#### [TASK INSTRUCTIONS]
You are asked to filter the data below and copy every line holding "rock".
───── PROVIDED ENTRIES ─────
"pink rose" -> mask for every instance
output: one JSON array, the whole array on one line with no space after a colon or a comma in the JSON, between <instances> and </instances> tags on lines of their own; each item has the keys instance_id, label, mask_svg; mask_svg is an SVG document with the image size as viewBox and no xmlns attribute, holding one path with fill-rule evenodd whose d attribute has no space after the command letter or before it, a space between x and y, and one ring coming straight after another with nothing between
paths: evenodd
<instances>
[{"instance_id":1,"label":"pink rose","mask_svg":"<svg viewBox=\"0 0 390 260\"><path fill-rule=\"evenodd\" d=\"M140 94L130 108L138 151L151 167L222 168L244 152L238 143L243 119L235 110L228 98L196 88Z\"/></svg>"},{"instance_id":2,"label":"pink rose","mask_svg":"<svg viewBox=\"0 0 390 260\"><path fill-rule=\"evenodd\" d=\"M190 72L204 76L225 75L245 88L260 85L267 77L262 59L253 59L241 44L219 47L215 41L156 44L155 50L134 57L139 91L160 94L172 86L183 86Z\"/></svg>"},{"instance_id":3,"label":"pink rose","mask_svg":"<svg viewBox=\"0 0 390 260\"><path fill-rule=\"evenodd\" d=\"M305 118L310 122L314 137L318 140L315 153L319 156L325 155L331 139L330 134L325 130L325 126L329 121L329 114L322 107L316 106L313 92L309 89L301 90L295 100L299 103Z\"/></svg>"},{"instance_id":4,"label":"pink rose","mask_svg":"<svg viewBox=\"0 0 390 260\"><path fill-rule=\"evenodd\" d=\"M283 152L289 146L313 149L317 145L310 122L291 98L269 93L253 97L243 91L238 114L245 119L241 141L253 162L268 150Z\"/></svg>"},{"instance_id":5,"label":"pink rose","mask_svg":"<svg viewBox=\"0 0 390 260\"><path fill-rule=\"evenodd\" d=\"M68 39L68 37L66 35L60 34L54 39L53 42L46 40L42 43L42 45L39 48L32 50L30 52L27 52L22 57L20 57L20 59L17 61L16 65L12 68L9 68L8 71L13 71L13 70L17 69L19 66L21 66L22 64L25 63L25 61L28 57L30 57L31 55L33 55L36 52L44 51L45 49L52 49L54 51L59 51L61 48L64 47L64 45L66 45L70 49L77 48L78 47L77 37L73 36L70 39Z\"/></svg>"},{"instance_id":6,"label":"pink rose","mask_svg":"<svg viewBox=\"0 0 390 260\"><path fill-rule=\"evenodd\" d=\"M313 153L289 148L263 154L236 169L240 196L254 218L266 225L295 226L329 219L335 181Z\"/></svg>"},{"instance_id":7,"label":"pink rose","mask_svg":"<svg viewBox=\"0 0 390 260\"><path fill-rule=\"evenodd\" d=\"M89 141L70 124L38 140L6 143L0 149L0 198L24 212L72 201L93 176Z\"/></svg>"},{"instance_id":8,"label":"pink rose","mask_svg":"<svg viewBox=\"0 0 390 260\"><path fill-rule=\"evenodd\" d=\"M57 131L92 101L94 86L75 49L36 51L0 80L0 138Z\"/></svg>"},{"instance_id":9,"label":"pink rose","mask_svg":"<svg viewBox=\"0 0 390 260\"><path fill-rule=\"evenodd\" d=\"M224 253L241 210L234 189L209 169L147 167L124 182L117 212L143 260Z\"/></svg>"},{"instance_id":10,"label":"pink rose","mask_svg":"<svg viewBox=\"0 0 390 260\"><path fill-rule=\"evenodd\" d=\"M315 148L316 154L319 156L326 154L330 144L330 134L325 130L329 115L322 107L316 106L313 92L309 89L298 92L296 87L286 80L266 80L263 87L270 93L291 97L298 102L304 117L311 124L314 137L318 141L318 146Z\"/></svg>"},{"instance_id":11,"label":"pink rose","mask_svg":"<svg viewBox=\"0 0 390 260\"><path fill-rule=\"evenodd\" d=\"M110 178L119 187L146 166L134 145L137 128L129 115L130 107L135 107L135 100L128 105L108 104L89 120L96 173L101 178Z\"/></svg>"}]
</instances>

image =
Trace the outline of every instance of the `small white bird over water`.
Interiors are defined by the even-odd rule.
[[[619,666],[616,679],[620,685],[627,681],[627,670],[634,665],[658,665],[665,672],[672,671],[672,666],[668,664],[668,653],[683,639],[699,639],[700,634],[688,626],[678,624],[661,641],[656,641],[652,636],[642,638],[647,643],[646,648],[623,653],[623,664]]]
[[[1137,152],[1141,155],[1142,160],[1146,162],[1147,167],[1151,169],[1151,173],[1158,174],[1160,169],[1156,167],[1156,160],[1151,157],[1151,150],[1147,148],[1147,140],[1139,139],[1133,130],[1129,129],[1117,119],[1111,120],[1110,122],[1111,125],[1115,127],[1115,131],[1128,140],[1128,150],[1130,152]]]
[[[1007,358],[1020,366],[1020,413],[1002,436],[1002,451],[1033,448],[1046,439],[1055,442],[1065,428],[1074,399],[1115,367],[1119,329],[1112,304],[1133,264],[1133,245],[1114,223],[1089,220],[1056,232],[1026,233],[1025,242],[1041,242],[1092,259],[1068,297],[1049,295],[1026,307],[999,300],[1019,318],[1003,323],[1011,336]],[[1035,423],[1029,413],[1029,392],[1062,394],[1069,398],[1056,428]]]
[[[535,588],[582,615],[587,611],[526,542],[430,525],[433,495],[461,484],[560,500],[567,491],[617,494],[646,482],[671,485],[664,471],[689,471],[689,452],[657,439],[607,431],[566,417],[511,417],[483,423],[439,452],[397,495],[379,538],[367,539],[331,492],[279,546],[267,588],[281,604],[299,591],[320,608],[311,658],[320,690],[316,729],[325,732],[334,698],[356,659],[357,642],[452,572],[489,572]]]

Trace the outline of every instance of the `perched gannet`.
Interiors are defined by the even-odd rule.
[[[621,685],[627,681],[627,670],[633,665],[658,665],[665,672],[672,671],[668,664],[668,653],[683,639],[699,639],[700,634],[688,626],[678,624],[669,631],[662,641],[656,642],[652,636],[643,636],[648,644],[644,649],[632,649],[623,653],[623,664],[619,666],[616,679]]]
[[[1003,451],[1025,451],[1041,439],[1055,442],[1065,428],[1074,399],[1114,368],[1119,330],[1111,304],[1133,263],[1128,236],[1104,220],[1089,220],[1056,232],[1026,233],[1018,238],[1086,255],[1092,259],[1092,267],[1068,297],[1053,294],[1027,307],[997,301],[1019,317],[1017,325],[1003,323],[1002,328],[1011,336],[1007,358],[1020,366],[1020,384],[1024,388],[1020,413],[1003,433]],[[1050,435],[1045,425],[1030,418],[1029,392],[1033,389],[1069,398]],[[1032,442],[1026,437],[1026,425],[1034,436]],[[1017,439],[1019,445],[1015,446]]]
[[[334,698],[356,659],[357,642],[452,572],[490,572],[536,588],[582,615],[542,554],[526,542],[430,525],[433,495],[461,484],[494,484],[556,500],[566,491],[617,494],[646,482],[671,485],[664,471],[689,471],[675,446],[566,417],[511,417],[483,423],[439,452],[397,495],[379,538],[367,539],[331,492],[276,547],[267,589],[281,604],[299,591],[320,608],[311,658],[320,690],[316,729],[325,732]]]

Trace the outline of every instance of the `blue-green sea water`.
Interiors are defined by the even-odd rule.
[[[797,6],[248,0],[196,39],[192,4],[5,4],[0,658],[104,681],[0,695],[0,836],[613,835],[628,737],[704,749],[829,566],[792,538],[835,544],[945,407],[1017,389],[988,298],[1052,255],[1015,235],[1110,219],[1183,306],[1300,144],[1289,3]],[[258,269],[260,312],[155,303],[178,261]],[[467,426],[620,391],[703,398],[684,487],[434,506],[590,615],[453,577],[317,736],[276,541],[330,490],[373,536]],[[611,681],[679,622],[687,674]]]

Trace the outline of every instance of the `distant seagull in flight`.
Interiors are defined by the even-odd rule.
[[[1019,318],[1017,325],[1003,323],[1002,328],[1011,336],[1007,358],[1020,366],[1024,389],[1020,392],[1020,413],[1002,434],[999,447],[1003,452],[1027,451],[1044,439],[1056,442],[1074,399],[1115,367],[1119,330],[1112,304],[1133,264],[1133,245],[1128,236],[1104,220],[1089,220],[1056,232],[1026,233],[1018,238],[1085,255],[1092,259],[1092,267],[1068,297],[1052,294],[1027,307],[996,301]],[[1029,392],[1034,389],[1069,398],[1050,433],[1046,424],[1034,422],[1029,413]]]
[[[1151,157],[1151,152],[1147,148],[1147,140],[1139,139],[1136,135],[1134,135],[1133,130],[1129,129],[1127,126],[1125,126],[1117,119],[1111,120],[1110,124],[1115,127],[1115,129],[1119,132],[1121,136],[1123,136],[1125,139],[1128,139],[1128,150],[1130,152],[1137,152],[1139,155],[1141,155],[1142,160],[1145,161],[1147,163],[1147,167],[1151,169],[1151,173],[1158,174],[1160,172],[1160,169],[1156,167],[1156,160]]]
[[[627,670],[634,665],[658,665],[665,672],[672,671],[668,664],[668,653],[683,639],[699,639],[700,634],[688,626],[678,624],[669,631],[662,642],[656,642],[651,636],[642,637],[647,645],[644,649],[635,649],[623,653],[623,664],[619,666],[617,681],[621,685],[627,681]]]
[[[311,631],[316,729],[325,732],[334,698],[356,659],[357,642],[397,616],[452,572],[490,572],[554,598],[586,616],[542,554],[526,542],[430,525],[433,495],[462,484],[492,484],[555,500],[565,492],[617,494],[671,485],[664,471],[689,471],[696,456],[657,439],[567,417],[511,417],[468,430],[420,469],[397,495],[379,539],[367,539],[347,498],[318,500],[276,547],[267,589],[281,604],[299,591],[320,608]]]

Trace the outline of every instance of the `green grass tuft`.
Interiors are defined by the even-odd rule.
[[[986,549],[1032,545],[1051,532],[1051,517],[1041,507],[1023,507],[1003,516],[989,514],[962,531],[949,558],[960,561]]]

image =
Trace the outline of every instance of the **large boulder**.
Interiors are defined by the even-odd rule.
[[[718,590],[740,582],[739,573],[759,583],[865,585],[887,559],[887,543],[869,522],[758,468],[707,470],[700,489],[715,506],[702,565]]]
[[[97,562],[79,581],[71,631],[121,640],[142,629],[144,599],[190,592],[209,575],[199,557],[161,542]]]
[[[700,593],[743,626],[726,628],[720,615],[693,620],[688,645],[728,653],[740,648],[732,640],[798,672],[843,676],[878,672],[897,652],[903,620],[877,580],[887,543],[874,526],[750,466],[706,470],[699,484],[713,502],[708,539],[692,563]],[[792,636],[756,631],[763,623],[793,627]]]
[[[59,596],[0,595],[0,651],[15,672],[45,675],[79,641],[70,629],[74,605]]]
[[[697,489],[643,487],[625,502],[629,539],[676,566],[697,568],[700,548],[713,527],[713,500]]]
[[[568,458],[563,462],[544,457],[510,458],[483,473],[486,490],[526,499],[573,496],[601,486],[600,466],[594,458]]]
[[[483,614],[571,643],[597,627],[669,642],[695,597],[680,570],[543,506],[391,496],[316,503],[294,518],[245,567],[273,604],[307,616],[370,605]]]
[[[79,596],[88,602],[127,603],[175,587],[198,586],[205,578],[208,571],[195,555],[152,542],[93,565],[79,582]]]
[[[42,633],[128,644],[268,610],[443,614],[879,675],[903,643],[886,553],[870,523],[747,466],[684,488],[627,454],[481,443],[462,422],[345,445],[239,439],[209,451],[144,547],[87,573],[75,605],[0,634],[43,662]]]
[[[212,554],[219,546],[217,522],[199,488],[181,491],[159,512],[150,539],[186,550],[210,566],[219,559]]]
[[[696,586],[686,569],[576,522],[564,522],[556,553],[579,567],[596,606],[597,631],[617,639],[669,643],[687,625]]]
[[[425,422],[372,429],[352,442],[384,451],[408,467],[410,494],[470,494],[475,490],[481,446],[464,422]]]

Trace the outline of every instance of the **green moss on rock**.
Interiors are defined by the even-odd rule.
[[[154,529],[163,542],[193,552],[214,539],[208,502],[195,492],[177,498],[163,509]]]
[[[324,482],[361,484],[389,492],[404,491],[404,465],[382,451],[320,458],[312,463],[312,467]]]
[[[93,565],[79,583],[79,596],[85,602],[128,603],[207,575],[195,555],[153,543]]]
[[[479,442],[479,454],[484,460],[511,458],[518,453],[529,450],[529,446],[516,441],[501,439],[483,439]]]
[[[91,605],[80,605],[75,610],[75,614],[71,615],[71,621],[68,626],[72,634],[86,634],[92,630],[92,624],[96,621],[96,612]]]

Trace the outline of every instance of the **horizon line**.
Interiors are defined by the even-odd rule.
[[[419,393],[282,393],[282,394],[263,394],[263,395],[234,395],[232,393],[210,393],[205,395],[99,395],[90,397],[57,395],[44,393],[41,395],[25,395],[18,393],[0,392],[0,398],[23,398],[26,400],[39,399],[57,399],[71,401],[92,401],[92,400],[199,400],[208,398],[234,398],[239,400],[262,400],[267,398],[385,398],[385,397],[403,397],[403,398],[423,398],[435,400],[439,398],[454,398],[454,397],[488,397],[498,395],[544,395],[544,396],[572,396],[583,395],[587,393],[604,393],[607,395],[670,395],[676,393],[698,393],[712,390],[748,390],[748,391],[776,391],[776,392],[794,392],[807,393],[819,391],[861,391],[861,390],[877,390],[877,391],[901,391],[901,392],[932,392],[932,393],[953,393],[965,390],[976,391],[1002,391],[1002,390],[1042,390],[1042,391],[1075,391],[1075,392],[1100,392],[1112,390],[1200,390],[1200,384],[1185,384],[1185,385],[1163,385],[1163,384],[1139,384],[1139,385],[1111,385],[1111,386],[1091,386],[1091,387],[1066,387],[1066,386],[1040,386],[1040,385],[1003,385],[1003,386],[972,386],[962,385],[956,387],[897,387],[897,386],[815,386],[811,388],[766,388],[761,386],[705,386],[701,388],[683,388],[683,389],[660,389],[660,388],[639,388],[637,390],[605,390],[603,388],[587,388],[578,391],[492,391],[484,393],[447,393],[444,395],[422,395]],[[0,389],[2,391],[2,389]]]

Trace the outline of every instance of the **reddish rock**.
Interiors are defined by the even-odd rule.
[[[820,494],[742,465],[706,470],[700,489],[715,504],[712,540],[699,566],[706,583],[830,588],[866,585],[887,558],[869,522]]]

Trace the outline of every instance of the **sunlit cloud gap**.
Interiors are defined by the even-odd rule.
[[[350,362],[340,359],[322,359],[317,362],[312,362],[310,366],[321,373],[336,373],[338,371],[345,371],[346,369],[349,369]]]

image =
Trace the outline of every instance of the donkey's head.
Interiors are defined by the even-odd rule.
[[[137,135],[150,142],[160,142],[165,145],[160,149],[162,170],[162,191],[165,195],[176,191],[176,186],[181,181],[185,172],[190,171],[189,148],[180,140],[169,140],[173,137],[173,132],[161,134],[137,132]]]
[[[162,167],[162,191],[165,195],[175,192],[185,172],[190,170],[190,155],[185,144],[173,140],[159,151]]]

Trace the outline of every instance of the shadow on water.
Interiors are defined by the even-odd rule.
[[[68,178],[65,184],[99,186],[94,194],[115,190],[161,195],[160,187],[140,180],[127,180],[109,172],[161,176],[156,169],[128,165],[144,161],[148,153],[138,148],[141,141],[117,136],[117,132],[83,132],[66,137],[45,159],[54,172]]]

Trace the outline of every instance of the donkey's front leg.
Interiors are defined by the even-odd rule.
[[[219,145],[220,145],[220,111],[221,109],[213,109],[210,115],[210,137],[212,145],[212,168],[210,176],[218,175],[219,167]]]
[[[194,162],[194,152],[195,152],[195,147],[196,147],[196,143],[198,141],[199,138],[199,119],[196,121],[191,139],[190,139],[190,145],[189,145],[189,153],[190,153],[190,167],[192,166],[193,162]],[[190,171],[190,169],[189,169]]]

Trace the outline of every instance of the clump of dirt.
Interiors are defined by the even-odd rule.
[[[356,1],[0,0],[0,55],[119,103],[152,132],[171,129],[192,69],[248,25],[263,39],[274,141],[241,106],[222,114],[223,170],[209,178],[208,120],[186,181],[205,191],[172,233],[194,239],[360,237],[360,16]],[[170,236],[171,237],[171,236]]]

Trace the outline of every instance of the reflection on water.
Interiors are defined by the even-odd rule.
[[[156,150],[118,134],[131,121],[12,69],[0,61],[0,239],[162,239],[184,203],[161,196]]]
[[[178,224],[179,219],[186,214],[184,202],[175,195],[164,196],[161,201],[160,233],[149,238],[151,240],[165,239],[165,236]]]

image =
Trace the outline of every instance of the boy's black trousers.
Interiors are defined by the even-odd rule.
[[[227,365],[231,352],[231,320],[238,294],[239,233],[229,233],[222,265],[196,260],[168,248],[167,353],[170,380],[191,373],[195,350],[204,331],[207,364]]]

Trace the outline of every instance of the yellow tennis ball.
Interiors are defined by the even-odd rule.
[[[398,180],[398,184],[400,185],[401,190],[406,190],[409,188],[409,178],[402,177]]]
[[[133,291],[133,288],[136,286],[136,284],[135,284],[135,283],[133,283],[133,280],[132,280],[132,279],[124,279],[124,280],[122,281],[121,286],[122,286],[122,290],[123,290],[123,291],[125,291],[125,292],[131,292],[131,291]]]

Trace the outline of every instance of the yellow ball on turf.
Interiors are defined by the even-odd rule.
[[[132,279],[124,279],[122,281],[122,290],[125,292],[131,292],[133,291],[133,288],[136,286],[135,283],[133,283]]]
─────
#### [SOLUTION TO THIS TASK]
Trace the outline of every instance of the **green moss on rock**.
Trace the outline of every instance of the **reddish rock**.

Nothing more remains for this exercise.